Records for this task
______
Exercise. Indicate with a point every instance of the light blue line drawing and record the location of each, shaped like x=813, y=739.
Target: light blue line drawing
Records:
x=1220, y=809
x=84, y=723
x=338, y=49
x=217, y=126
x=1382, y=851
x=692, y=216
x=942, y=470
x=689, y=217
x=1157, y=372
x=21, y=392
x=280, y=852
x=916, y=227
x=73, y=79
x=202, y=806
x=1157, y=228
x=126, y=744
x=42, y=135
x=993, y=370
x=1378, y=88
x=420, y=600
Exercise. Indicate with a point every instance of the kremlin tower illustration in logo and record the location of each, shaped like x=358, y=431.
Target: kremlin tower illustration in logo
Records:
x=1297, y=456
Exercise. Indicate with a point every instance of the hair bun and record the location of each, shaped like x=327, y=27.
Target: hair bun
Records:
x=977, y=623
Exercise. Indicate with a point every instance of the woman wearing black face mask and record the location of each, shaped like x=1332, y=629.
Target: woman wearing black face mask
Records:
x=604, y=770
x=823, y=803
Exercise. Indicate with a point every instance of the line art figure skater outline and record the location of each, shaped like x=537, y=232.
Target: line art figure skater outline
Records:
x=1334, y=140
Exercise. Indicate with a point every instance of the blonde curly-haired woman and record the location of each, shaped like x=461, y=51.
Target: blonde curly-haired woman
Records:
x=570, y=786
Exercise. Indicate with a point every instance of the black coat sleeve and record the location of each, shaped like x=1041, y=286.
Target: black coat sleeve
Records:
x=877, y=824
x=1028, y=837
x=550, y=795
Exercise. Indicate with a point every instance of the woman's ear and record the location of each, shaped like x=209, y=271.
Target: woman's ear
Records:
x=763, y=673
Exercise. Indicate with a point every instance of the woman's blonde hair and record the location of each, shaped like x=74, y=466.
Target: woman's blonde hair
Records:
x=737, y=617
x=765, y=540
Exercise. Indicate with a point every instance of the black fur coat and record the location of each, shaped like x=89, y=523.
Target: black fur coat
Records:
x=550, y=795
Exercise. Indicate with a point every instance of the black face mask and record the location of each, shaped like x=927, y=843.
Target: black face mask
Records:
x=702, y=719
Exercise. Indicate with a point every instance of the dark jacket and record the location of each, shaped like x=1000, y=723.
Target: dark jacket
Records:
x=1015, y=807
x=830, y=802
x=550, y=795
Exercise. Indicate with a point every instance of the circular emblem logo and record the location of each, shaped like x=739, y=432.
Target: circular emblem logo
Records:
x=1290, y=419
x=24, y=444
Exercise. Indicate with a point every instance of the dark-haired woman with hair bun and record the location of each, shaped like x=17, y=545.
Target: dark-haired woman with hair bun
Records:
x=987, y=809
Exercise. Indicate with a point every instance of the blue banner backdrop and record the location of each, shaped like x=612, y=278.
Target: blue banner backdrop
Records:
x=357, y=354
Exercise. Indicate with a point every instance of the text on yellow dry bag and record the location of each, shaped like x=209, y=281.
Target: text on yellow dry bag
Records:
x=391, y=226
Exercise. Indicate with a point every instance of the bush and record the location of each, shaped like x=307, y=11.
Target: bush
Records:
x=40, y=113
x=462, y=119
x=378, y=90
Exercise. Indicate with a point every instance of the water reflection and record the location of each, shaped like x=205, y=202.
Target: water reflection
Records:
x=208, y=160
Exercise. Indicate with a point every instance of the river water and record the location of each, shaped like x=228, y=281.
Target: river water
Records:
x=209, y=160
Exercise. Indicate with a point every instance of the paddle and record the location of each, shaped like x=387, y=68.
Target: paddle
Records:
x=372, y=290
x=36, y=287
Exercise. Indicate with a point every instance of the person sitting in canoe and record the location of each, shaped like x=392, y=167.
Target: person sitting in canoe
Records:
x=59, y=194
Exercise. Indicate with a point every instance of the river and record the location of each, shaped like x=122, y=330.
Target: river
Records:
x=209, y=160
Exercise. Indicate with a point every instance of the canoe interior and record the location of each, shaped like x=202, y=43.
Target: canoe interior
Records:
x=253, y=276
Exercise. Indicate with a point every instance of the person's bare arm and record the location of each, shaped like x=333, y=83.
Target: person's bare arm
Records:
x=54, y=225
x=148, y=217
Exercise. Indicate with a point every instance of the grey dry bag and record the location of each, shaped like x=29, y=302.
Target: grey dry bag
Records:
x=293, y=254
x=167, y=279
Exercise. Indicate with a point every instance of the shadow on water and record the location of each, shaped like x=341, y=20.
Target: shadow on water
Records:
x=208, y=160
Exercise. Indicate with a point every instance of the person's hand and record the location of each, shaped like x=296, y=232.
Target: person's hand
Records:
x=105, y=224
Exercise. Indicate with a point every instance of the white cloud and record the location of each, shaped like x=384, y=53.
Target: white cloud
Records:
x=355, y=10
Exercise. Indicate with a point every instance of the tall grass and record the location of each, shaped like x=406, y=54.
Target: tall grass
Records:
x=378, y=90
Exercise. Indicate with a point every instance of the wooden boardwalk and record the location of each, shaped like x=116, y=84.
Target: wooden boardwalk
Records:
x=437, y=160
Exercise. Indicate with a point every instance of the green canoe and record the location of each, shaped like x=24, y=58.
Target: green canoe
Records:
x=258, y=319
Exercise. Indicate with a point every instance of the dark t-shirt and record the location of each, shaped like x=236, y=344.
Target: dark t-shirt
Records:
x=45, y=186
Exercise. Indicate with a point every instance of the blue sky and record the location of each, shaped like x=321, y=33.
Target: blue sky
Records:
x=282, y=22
______
Directions
Restate, word for word and with nothing added, the lines from the first line of the listing through the one where "Target: light blue line drawing" stands.

Written response
Exercise. Indicate with a point every instance of the light blue line drawing and record the location of each, shaped like x=813, y=739.
Target: light blue line drawing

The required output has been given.